> Data for analysis
--- START ---
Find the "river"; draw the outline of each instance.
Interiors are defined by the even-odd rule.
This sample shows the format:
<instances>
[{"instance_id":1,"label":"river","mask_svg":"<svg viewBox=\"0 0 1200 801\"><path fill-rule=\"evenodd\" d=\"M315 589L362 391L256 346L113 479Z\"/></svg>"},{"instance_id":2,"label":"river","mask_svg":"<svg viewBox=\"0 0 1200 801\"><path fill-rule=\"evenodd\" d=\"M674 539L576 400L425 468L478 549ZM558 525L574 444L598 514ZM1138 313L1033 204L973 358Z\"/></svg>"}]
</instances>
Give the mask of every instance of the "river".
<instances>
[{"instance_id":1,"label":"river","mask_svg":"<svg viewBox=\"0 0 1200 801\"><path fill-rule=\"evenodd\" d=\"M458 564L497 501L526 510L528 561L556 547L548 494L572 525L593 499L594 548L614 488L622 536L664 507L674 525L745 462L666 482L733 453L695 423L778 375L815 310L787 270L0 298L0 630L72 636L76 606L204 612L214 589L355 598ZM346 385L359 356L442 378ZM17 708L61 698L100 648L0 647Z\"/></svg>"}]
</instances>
--- END ---
> Problem requirements
Return the listing. Match it exactly.

> Finished task
Find the "river"; draw the outline of each instance.
Interiors are defined by the even-odd rule.
This sample shows the format:
<instances>
[{"instance_id":1,"label":"river","mask_svg":"<svg viewBox=\"0 0 1200 801\"><path fill-rule=\"evenodd\" d=\"M315 589L362 391L256 346L113 479Z\"/></svg>"},{"instance_id":2,"label":"river","mask_svg":"<svg viewBox=\"0 0 1200 801\"><path fill-rule=\"evenodd\" d=\"M674 539L576 400L425 468L478 549ZM558 525L574 444L598 514ZM1138 313L1033 204L973 358Z\"/></svg>"}]
</instances>
Give the mask of every instance of the "river".
<instances>
[{"instance_id":1,"label":"river","mask_svg":"<svg viewBox=\"0 0 1200 801\"><path fill-rule=\"evenodd\" d=\"M458 564L497 501L526 510L528 561L556 547L548 494L572 525L593 499L594 548L614 488L622 536L664 507L674 525L745 462L666 482L733 453L695 423L778 375L815 310L787 270L0 298L0 630L72 636L76 606L204 612L214 589L355 598ZM346 385L359 356L442 378ZM17 708L61 698L100 648L0 647Z\"/></svg>"}]
</instances>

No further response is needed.